What is required -> No pictures belong in the copy. Restate the rest of the data exactly.

(Stored data)
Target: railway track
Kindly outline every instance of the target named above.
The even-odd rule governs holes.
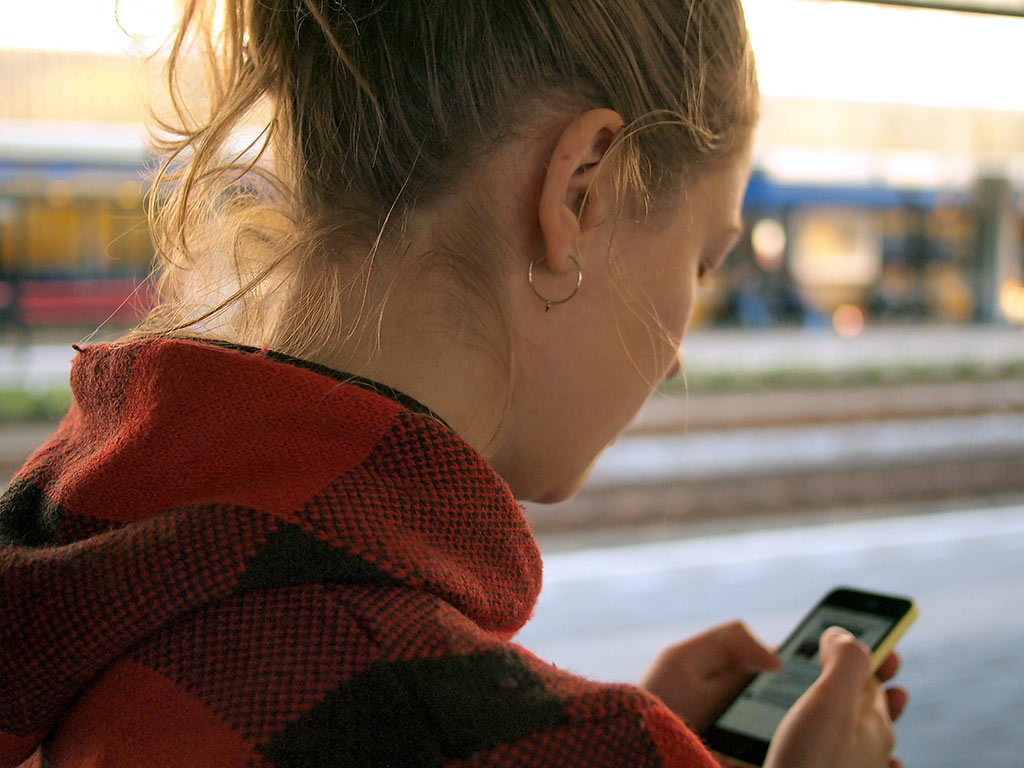
[[[1024,380],[654,399],[538,533],[1024,497]]]

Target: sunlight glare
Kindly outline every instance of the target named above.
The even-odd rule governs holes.
[[[768,97],[1024,111],[1024,19],[745,0]]]
[[[0,14],[0,49],[115,54],[151,51],[177,18],[175,0],[0,0]]]
[[[172,29],[178,4],[0,0],[0,49],[151,51]],[[839,0],[744,5],[769,98],[1024,111],[1024,89],[1007,85],[1024,71],[1024,19]]]

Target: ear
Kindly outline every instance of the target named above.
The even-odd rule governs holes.
[[[574,268],[573,248],[583,219],[580,206],[596,178],[597,164],[622,125],[617,112],[592,109],[577,115],[558,138],[544,174],[538,210],[547,268],[555,274]],[[588,208],[593,200],[591,192]]]

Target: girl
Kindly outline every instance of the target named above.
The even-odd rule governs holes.
[[[511,638],[516,499],[678,369],[740,231],[739,0],[190,0],[169,80],[160,303],[0,507],[0,764],[715,765],[778,663],[742,625],[641,687]],[[905,694],[822,659],[767,764],[893,764]]]

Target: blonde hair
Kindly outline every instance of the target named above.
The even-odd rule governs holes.
[[[740,0],[187,0],[168,62],[159,301],[137,333],[300,357],[372,321],[376,259],[399,258],[412,214],[539,116],[618,112],[617,185],[645,208],[733,152],[757,113]],[[487,212],[461,209],[428,268],[500,310]],[[286,304],[289,284],[304,291]]]

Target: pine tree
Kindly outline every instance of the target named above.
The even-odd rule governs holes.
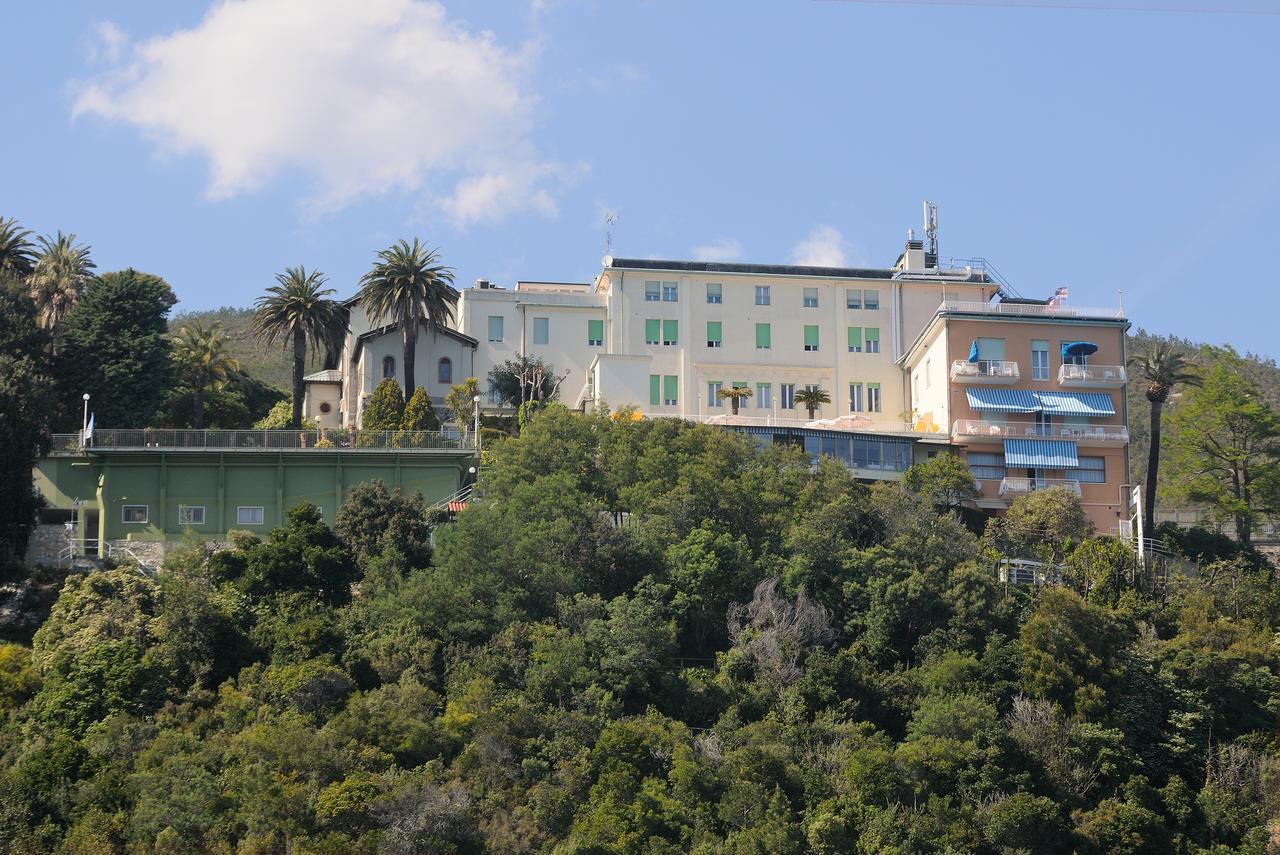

Expected answer ->
Target: railway track
Kindly outline every instance of the target named above.
The even-odd rule governs holes.
[[[1024,380],[654,399],[538,533],[1024,497]]]

Target: sunlight glare
Kindly outline every instance of the target named above.
The even-odd rule governs holes.
[[[768,97],[1024,111],[1024,19],[745,0]]]
[[[0,14],[0,49],[115,54],[151,51],[177,18],[175,0],[0,0]]]
[[[172,29],[178,4],[0,0],[0,49],[151,51]],[[839,0],[744,5],[769,98],[1024,111],[1024,89],[1007,85],[1024,71],[1024,19]]]

Target: ear
Kindly outline every instance of the target named above.
The even-odd rule governs holes.
[[[574,268],[573,248],[583,219],[580,206],[596,178],[597,164],[622,125],[617,112],[592,109],[577,115],[558,138],[544,174],[538,210],[547,268],[555,274]],[[588,208],[593,200],[591,192]]]

Target: girl
Kindly outline every instance of the target named above.
The even-odd rule governs holes.
[[[511,638],[516,499],[678,369],[740,231],[739,0],[190,0],[169,80],[160,303],[0,507],[0,764],[715,765],[778,663],[742,625],[641,687]],[[905,694],[822,659],[767,764],[893,764]]]

Target: blonde hair
Kindly outline every instance of the target named above.
The even-odd rule governs holes.
[[[740,0],[187,0],[168,62],[159,301],[137,333],[300,357],[372,321],[376,259],[399,258],[412,214],[539,116],[618,112],[617,185],[645,208],[733,152],[757,113]],[[487,212],[461,209],[428,268],[500,310]],[[286,304],[289,284],[304,291]]]

Target: pine tree
Kindly outline every instance of the target named above.
The even-odd rule governs holes.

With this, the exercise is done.